• [Referring expression data]
────────────────────
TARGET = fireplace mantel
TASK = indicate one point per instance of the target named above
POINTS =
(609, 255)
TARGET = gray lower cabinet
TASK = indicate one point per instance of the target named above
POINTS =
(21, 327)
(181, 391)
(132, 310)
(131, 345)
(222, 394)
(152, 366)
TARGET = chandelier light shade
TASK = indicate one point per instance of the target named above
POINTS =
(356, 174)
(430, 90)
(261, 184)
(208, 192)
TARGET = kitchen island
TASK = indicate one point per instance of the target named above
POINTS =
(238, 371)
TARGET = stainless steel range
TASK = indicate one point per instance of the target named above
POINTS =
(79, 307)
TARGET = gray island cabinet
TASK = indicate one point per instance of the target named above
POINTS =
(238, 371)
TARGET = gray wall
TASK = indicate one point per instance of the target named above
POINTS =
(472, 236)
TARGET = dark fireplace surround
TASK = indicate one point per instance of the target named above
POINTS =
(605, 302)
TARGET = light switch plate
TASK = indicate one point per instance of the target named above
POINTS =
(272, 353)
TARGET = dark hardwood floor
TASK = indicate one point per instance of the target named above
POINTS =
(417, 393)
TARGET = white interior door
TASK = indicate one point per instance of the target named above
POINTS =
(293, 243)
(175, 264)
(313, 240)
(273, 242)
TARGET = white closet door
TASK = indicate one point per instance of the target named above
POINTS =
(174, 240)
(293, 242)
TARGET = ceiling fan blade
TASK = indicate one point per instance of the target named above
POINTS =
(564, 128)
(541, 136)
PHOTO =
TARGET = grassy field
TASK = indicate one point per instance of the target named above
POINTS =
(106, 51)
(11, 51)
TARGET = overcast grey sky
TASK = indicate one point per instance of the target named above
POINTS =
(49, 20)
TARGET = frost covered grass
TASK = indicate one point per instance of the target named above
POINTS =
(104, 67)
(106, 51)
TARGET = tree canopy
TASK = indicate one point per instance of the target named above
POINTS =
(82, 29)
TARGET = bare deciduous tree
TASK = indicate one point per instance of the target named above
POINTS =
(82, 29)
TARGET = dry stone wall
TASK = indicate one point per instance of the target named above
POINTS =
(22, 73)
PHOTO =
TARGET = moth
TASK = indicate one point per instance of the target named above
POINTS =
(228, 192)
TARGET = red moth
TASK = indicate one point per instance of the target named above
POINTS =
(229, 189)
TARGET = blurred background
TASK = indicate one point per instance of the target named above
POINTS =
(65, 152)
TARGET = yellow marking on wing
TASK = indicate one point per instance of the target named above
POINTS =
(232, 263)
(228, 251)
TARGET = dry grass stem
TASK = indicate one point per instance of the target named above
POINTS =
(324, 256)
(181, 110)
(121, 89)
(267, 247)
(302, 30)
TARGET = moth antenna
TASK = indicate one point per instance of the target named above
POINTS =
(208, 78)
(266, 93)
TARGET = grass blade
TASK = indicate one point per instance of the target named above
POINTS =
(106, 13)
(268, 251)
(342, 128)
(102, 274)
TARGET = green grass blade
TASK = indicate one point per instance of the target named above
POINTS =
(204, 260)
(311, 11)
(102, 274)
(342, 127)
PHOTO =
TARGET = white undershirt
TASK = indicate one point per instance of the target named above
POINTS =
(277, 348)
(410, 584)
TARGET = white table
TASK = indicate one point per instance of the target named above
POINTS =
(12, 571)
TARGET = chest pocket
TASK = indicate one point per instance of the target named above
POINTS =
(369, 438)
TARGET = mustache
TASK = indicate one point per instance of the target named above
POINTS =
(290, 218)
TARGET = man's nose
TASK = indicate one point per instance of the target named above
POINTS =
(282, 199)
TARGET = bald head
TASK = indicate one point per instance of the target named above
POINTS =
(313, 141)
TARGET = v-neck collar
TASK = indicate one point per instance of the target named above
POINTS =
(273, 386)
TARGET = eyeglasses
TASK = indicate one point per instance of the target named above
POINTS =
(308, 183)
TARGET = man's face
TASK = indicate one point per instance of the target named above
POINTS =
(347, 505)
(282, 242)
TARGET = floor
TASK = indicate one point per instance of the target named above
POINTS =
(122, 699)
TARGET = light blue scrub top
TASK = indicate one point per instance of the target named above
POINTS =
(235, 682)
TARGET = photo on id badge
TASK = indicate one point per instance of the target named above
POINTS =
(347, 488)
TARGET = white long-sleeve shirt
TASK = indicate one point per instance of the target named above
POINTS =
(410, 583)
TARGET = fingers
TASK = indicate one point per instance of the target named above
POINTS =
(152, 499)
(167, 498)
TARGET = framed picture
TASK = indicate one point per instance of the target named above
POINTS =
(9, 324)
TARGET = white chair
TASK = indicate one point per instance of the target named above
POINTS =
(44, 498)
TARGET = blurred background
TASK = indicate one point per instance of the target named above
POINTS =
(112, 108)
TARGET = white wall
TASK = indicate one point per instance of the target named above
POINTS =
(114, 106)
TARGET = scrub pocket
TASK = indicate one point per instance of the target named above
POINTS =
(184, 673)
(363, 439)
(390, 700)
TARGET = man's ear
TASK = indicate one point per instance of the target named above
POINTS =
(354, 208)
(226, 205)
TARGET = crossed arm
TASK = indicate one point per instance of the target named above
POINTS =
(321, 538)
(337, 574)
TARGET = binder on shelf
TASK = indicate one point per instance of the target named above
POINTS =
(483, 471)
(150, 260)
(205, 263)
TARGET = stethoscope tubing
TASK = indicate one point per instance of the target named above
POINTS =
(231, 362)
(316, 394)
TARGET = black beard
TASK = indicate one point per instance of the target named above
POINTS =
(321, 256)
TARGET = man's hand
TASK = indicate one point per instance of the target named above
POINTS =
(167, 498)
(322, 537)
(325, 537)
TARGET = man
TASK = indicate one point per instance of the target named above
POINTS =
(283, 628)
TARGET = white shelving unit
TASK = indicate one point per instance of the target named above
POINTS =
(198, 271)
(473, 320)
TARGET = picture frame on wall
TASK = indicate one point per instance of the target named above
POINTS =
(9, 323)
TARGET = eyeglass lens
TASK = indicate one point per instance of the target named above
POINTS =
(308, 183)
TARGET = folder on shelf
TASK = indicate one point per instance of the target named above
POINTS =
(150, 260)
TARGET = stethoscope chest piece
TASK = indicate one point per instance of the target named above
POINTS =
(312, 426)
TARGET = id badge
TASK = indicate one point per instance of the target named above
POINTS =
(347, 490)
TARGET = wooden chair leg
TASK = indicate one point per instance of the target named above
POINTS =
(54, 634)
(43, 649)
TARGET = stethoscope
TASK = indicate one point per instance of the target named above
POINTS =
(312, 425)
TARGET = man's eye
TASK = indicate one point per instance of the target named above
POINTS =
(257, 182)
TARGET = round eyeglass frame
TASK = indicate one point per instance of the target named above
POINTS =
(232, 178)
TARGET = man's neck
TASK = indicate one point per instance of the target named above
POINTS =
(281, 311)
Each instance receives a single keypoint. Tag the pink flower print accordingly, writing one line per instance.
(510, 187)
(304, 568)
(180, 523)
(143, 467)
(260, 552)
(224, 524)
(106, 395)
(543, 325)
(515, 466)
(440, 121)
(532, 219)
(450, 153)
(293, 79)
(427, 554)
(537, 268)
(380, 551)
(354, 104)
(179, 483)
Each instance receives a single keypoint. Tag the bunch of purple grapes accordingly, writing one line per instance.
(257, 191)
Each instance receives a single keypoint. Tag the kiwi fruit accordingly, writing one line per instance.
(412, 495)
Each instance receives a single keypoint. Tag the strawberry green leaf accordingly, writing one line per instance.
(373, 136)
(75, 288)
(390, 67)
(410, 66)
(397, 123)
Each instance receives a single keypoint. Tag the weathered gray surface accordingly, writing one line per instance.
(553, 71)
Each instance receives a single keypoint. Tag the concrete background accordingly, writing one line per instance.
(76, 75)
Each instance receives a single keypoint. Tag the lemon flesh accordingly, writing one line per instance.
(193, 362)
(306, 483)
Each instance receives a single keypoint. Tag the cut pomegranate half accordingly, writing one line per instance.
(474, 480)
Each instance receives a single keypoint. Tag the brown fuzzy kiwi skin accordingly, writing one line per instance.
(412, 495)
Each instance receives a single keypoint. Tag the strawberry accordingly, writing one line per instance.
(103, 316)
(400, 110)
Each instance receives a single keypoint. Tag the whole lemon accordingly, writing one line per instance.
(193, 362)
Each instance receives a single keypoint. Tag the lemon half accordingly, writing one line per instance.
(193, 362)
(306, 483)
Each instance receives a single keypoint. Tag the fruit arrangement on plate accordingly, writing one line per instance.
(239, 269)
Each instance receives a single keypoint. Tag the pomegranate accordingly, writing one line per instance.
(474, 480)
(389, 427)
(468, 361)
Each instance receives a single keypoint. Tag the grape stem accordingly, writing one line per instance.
────────────────────
• [Work instruction] Retype the records above exactly, from their first line through the line that contains "TARGET = gray island cabinet", and stop there.

• [Answer box]
TARGET = fireplace mantel
TASK = indicate one point per instance of the target named above
POINTS =
(609, 255)
TARGET = gray lower cabinet
TASK = indicate one point per instance of the target named above
POINTS =
(21, 327)
(181, 391)
(132, 310)
(131, 345)
(222, 394)
(152, 366)
TARGET = chandelier light shade
TASK = indicate one point per instance of the target named above
POINTS =
(356, 174)
(430, 90)
(261, 184)
(208, 192)
TARGET = kitchen island
TASK = indicate one point per instance of the target named above
POINTS =
(238, 371)
TARGET = stainless steel range
TASK = indicate one point per instance of the target named above
POINTS =
(79, 307)
TARGET = gray island cabinet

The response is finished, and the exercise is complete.